Text segment:
%%
He was diagnosed with a serious kidney problem in the summer of 2015. But on January 19, Bobby’s mother Janine Cox Fortuna learned that the situation had progressed to stage-four kidney failure.

Janine is urging the public to visit www.savealifenowpa.org to sign up to become organ donors and to support legislation that would provide more public education about organ donation.

She’s been posting it on her Facebook page, and friends and people from out of state are re-posting and sharing it.

She said of the effort, “It became a little more important now because my son is now in stage-four kidney failure. Originally, when he was diagnosed, we were told that it would be a very slow process, and maybe it would be a few years before he would need a transplant. On January 19 we went to Children’s Hospital of Philadelphia to see a new doctor because Bobby’s symptoms started to get worse. He was in the hospital for six days at the beginning of the year.

“I don’t know if the illness started to make the kidneys fail faster, or if this is just the process [the illness] is taking. The new doctor is a little more aggressive and he wants to get Bobby blood-typed and tissue-mapped so that he can put him on the list for transplant before he goes on dialysis.”

In Pennsylvania there are over 8,000 people waiting on organ donations, and some of them wait for years. On the list, children normally get a higher place than adults, more severe cases get served before less severe cases, and who’s been waiting longest is taken into account. Janine has no idea at this point, which is still very early in the process, how long Bobby’s wait might be.

If the family found someone that was willing and was a match, the donation could take place right away.

Janine and her family have become close to a donation recipient who went through just such an experience. She said, “My son drag-races with my husband. He taught him how to race cars, and there’s a gentleman there [at the racing facility] who has been talking to us and told us that he had a girl step up for him. They were calling his family in because he was dying of liver failure. And his wife made a Facebook page, and some girl—I think she was close to where they live—just stepped up and gave him 70% of her liver, and saved his life. And he now races, and they talk to me every day now.”

According to the website, the Donate Life PA Act is due for a vote this year. The bill will ensure that more life-saving organs are donated by increasing public education, strengthening oversight of organ donation, clarifying decision-making authority over donations, and reducing unnecessary denials of organ recoveries.
%%
What to do: Rewrite the text about kidney failure and organ donation from "In Pennsylvania there" to "wait might be.", replacing "8,000" with "eight thousand". The records are separate material and are not connected to the text about kidney failure and organ donation.

Dataset records:
%%
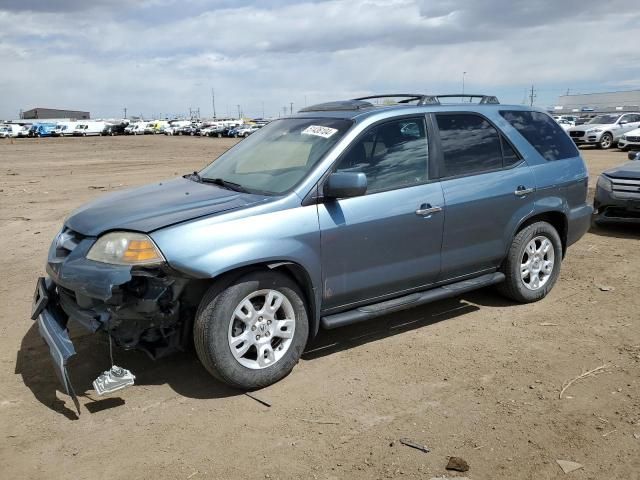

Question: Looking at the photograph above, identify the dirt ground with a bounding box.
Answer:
[0,136,640,480]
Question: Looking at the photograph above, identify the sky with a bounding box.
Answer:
[0,0,640,118]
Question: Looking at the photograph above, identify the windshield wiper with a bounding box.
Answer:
[198,175,247,193]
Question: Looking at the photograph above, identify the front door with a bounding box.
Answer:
[318,117,444,312]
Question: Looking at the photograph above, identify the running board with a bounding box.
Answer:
[320,272,505,330]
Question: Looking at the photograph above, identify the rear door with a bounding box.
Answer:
[318,116,444,311]
[435,113,535,281]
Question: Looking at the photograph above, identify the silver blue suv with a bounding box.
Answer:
[33,94,592,408]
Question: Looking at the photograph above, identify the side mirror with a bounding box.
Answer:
[323,172,367,198]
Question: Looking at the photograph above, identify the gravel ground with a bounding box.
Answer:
[0,136,640,480]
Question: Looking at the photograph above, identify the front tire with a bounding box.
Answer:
[598,133,613,150]
[193,271,309,389]
[498,222,562,303]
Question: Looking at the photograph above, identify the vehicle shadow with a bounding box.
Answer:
[15,288,513,420]
[15,322,243,420]
[589,223,640,240]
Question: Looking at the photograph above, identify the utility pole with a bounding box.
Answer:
[529,85,537,107]
[211,88,216,120]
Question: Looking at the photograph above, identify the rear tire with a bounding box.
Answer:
[498,222,562,303]
[193,271,309,389]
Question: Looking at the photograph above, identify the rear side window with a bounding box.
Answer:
[436,113,510,177]
[336,117,429,193]
[500,110,579,161]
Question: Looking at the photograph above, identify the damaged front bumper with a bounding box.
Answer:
[32,229,190,411]
[31,277,80,413]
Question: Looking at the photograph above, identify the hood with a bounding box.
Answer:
[604,160,640,180]
[65,178,272,236]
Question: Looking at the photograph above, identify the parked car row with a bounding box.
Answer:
[567,112,640,150]
[0,119,267,138]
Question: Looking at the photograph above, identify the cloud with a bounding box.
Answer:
[0,0,640,118]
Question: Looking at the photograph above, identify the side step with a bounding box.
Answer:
%%
Output of the task:
In Pennsylvania there are over eight thousand people waiting on organ donations, and some of them wait for years. On the list, children normally get a higher place than adults, more severe cases get served before less severe cases, and who’s been waiting longest is taken into account. Janine has no idea at this point, which is still very early in the process, how long Bobby’s wait might be.